== STATED EXERCISE ==
Will you quote only the lines starting at the one that contains "Question. Spot each instance of the young" and ending with the last line of the listing below, inclusive?

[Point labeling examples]
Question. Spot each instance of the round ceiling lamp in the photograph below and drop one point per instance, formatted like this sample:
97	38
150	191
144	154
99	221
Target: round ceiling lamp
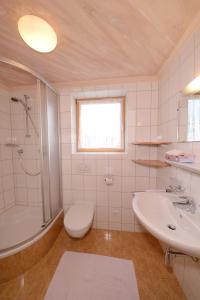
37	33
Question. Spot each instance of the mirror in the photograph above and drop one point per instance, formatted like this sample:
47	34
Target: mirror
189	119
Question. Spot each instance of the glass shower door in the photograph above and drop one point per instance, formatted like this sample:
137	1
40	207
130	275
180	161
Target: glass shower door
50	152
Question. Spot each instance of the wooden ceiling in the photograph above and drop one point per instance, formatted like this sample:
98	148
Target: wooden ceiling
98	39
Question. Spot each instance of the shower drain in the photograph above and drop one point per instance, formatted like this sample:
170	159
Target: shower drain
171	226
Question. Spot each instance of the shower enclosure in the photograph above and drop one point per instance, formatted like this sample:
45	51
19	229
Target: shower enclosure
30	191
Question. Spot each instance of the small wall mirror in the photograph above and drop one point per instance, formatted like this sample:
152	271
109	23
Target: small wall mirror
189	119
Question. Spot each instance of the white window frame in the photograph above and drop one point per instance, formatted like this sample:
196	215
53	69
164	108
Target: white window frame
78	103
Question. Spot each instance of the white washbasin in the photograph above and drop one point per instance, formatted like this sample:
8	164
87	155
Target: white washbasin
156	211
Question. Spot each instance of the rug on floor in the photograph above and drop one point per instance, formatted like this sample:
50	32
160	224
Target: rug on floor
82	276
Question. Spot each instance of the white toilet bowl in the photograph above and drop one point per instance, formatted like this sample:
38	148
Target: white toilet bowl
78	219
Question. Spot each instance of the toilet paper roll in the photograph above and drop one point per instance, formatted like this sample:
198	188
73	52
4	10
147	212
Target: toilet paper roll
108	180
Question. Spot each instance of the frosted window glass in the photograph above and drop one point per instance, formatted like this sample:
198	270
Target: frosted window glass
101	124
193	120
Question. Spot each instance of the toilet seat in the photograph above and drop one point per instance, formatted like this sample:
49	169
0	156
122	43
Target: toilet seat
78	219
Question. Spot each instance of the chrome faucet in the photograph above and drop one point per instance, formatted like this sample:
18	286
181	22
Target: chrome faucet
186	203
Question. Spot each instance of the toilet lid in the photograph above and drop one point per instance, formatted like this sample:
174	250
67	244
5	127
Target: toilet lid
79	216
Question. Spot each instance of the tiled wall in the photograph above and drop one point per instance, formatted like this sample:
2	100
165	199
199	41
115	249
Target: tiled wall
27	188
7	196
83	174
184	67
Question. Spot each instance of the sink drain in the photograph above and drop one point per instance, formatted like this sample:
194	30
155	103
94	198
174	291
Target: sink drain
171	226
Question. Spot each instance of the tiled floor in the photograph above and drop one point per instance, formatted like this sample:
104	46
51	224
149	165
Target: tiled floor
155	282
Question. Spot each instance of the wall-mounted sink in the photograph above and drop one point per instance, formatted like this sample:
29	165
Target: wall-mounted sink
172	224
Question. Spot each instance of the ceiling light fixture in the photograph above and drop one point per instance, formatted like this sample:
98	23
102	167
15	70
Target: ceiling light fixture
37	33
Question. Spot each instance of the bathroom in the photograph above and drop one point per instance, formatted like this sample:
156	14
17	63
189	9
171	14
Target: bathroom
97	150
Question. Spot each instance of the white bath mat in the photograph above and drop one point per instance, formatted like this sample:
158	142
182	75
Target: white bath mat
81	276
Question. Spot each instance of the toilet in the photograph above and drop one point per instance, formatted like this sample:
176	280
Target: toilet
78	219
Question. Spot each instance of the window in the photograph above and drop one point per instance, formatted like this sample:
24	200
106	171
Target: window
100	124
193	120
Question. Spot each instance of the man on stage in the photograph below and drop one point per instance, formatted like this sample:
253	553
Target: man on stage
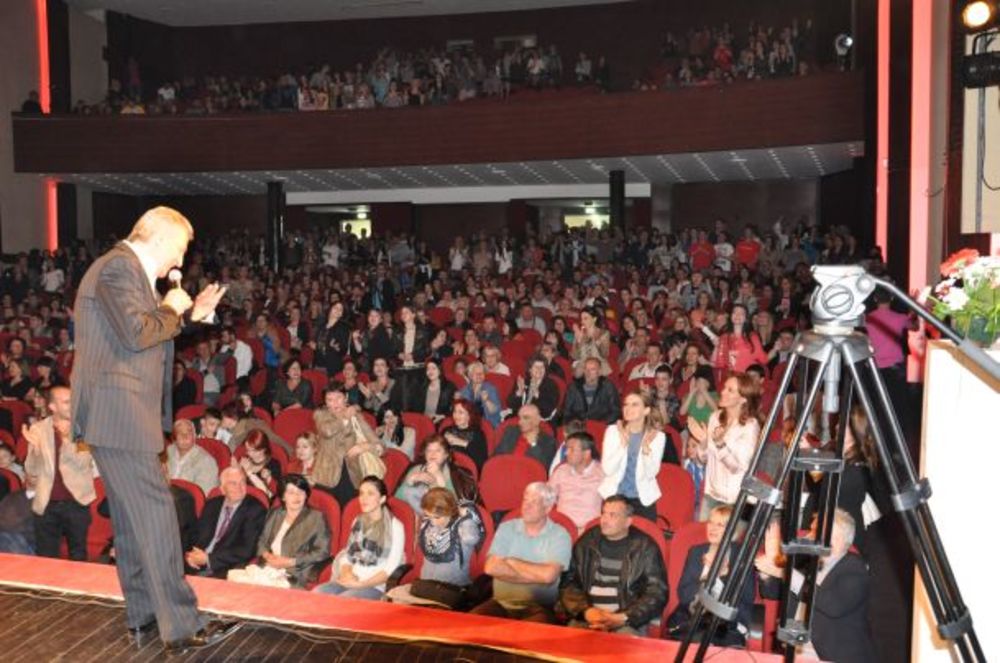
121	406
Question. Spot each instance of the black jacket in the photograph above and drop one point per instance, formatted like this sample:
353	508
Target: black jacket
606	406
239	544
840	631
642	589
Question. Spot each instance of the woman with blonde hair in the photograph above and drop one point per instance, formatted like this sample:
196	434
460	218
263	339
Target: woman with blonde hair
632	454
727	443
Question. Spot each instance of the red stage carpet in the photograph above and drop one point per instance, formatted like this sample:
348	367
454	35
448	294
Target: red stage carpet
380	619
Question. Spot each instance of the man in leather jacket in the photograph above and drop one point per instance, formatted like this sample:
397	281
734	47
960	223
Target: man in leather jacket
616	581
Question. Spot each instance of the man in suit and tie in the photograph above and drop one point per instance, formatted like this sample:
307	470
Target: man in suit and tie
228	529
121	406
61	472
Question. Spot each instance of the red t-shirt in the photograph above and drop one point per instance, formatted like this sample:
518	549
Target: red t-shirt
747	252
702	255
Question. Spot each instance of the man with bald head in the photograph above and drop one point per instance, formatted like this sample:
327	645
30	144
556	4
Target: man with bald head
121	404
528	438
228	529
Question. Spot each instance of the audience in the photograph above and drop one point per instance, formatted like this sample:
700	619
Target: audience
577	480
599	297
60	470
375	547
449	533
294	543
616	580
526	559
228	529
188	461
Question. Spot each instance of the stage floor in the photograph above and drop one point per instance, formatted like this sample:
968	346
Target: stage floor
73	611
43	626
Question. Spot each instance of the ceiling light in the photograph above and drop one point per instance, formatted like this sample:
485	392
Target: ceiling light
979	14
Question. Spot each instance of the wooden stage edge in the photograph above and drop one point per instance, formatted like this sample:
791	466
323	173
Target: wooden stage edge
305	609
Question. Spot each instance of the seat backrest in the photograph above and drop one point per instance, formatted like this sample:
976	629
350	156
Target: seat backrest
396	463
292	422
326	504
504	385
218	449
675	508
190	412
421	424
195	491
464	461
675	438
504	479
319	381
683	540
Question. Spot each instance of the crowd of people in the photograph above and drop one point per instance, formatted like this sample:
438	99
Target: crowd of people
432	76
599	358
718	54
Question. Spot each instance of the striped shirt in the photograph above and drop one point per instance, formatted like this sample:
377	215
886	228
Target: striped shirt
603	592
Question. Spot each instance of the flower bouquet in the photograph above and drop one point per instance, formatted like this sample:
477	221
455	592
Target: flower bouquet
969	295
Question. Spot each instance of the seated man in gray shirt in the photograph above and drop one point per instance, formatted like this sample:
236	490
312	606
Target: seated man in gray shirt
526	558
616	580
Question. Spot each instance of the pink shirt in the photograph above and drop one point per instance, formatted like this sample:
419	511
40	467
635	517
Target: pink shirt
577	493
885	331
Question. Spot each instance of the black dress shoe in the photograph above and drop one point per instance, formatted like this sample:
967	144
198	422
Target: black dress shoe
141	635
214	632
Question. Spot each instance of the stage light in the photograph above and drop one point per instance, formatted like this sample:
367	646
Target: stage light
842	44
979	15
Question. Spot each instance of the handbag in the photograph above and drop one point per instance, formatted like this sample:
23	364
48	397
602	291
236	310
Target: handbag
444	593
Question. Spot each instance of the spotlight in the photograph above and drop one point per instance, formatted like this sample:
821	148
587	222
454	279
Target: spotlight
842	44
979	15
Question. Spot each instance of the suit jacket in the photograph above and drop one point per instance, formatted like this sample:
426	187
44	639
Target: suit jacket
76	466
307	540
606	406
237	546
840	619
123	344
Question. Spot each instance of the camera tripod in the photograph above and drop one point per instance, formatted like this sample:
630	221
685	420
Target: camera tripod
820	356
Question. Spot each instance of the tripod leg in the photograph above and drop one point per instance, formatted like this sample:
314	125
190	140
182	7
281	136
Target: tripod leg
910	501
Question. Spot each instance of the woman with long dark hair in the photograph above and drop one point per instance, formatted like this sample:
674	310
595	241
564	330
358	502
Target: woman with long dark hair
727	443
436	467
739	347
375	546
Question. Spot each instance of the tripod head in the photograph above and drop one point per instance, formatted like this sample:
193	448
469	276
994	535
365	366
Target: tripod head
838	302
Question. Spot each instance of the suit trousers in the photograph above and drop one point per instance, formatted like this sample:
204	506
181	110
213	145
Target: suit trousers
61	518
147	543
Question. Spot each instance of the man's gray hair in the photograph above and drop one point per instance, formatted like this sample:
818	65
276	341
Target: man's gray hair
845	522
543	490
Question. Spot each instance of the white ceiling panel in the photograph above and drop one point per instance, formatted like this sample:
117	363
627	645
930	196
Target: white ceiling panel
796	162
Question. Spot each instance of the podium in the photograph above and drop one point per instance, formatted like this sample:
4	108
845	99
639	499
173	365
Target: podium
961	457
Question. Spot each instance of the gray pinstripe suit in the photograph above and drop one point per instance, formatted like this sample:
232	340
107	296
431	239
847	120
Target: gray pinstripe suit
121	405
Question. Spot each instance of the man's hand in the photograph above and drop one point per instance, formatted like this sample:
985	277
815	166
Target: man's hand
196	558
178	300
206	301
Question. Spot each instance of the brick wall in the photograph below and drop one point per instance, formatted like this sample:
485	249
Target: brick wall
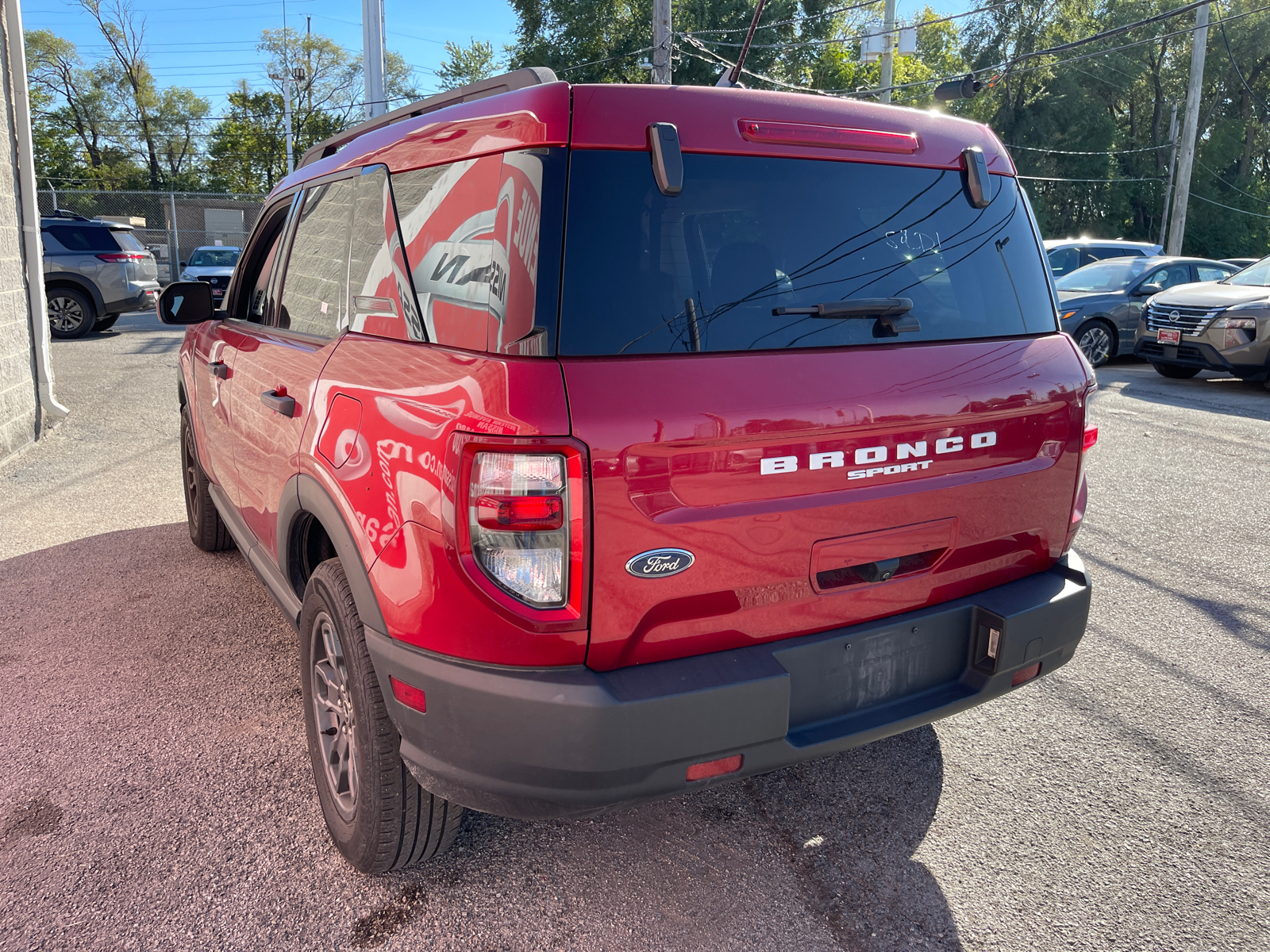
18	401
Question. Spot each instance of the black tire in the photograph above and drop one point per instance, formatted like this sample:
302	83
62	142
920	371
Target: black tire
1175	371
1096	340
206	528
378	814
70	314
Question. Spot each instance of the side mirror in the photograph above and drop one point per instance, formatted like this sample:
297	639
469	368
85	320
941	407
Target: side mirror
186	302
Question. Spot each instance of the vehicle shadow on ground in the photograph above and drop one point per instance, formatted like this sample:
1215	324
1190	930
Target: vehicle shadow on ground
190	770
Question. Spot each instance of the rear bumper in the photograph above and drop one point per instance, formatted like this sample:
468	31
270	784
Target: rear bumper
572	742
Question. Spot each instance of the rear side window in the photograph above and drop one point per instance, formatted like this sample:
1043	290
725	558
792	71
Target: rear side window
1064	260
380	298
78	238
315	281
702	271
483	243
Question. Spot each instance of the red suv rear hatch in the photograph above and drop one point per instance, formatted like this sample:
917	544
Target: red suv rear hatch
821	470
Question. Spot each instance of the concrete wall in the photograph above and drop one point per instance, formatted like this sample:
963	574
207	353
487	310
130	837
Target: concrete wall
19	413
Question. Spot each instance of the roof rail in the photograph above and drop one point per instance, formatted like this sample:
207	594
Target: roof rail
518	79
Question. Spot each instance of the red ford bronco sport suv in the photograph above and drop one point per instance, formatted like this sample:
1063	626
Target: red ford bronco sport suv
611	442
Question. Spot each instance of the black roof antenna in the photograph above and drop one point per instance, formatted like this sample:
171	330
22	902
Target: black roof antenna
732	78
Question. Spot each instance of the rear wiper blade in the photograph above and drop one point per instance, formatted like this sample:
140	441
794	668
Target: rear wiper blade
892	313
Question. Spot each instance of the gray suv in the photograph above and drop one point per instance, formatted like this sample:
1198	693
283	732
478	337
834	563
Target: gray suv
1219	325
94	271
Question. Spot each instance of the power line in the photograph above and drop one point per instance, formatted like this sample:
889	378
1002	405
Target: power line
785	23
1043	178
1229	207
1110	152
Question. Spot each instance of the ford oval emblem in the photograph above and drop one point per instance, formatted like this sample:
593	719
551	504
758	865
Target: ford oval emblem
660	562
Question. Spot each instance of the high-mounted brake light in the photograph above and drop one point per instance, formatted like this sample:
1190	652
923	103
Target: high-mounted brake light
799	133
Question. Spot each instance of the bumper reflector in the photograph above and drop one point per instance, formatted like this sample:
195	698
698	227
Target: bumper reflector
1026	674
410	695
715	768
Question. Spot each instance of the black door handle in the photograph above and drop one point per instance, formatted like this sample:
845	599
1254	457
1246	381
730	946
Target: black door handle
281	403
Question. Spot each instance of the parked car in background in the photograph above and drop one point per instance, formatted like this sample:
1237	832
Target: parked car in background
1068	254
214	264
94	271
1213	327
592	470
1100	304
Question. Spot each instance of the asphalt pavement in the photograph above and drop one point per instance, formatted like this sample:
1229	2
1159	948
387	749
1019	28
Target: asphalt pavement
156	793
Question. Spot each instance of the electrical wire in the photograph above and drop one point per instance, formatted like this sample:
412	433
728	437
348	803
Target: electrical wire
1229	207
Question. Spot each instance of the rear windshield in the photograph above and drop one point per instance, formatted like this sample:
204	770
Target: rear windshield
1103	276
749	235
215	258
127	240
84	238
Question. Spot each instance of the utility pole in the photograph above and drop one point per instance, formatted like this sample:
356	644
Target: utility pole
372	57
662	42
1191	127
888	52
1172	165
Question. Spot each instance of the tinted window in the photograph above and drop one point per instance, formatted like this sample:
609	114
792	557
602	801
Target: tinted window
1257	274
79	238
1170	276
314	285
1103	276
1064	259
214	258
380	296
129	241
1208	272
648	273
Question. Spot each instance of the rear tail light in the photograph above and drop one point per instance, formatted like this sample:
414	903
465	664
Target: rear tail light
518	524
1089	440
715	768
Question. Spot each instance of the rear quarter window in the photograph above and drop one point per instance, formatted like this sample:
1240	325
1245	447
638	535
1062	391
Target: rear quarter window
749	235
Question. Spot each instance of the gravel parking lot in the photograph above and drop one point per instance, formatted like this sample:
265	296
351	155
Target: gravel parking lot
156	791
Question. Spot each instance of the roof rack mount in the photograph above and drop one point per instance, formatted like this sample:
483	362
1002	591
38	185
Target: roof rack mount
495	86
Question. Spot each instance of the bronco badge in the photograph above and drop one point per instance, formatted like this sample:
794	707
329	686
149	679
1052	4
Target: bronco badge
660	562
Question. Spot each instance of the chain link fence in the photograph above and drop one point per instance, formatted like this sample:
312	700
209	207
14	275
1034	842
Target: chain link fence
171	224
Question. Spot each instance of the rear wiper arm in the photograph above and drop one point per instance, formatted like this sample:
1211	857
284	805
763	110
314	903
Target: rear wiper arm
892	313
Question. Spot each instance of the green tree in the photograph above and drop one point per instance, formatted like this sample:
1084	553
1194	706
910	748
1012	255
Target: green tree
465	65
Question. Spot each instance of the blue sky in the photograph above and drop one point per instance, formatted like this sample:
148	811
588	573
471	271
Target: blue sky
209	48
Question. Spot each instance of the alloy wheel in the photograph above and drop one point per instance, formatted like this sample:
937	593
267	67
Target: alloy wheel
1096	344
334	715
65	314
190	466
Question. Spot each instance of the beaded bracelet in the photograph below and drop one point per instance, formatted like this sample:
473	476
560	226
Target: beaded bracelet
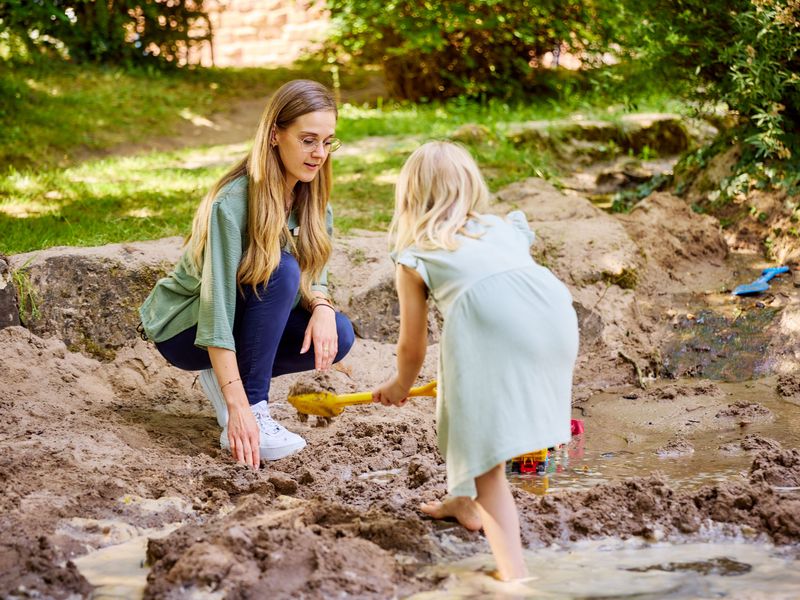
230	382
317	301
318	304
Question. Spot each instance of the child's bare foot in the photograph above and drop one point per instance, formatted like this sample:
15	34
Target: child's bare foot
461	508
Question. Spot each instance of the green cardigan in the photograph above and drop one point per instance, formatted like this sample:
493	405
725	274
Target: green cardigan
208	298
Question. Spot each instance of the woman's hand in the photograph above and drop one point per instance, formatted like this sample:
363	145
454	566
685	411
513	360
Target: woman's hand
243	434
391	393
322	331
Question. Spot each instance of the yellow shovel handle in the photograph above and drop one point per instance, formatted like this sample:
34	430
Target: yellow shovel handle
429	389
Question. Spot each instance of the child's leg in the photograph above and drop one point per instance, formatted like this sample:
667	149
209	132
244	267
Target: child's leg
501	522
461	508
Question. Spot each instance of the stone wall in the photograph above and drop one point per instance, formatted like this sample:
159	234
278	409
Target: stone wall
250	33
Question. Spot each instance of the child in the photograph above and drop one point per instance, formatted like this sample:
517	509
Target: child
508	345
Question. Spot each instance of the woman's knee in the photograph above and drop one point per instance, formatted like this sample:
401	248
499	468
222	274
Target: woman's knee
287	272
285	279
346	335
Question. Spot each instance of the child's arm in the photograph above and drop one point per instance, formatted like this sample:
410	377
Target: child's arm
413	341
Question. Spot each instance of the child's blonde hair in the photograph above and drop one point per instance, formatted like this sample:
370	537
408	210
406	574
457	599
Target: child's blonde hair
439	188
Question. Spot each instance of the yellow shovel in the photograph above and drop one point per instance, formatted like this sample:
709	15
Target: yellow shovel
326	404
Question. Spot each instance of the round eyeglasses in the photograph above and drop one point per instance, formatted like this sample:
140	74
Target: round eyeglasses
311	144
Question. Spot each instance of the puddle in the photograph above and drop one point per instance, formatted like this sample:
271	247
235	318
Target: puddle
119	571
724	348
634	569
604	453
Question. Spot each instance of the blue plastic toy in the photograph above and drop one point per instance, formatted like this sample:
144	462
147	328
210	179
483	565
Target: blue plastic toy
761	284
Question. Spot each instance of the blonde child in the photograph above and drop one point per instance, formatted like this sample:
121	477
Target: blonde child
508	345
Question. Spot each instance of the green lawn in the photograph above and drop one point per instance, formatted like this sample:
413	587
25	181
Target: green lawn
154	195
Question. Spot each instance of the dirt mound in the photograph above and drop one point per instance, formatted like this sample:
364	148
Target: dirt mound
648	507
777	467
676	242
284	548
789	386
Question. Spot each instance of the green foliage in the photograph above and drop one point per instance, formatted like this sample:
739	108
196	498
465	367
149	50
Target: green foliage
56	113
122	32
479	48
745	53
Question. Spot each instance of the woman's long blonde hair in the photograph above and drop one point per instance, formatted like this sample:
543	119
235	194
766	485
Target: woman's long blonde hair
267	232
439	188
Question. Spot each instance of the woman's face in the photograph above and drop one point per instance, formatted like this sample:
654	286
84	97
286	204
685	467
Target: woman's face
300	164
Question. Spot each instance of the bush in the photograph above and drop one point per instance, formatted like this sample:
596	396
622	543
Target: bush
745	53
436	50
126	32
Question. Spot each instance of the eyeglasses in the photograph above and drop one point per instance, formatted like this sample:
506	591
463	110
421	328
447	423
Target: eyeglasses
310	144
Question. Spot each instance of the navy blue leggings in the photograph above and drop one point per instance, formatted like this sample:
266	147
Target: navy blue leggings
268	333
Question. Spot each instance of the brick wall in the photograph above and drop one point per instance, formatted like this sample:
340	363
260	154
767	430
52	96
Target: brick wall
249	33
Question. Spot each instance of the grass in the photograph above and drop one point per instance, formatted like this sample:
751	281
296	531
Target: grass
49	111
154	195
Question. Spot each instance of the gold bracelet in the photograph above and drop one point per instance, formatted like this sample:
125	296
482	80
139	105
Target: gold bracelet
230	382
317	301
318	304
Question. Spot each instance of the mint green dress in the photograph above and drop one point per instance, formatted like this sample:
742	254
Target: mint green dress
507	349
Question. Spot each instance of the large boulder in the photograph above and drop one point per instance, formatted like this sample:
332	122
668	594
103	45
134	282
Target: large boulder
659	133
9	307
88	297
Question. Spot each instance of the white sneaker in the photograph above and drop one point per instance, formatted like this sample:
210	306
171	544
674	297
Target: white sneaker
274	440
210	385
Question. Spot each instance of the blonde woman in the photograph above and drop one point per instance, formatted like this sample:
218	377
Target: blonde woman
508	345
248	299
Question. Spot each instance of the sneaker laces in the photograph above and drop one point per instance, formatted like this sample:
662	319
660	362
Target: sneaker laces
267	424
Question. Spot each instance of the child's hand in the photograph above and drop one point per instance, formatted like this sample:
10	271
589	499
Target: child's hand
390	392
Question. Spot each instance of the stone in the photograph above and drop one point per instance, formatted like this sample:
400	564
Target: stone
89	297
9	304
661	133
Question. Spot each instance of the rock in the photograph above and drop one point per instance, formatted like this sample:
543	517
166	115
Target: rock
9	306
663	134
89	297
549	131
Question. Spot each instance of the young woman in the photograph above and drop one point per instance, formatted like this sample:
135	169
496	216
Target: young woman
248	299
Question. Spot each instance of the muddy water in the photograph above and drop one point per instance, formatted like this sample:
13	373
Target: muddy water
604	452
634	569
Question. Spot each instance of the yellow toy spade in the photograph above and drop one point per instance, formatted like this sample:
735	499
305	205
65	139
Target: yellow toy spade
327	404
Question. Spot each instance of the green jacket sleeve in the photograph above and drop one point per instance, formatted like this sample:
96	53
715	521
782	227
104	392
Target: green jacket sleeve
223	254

== EXERCISE OUTPUT ==
Question. Spot each instance of the young woman in the photograph above and drop one point per instance, formatted like this sample:
135	169
496	216
Target: young woman
248	299
Question. Spot each instance of the muddy water in the photograph above and drop one point per instance, formatted like this sample:
13	373
Target: muddy water
604	452
634	569
Question. Spot each instance of the yellow toy spade in the photograph above and drop one point per instance, formatted like this sample:
735	499
305	205
65	139
Target: yellow toy spade
327	404
Question. Spot each instance of the green jacket sleeve in the photograph above and drop one point per instance, formatted like this sample:
96	53
715	521
782	227
104	392
Target: green jacket sleeve
223	254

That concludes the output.